··· Cuplikan Data
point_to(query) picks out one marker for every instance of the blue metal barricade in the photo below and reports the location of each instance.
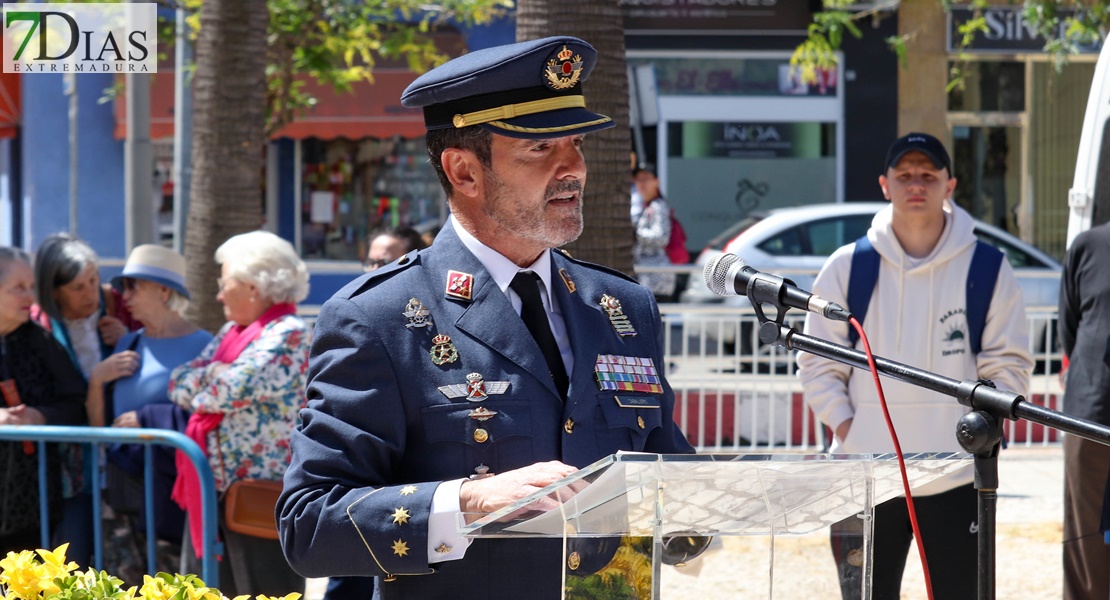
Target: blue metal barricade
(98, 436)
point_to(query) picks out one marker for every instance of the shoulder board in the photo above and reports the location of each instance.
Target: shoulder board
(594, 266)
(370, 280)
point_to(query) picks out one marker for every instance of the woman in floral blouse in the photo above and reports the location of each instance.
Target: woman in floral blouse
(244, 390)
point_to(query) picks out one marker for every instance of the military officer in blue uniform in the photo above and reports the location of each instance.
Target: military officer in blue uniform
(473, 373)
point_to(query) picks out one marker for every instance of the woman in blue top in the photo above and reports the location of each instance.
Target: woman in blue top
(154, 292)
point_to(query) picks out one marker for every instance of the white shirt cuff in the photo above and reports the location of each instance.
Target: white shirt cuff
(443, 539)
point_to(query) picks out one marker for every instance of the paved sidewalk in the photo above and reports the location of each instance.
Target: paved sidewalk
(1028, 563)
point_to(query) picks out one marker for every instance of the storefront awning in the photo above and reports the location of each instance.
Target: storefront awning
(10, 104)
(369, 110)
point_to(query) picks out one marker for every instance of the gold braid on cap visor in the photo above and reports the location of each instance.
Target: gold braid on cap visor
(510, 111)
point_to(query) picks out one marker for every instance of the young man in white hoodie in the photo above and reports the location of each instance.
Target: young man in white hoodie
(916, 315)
······
* [Petunjuk Pengerjaan]:
Tuliskan kembali semua baris materi di antara baris yang memuat "of the white" dan baris yang memuat "(1028, 563)", termasuk kedua baris tersebut. Geserlah setiap angka koordinat pada jawabannya sebesar -79.

* [Jawaban]:
point_to(query) picks out one marker for every instance of the white shirt cuff in the photo above and reports the location of each instance.
Target: white shirt cuff
(364, 460)
point_to(query) picks out one marker for every instance of the paved sidewalk in the photo above and reports the location of each instance.
Target: paved sidewalk
(949, 484)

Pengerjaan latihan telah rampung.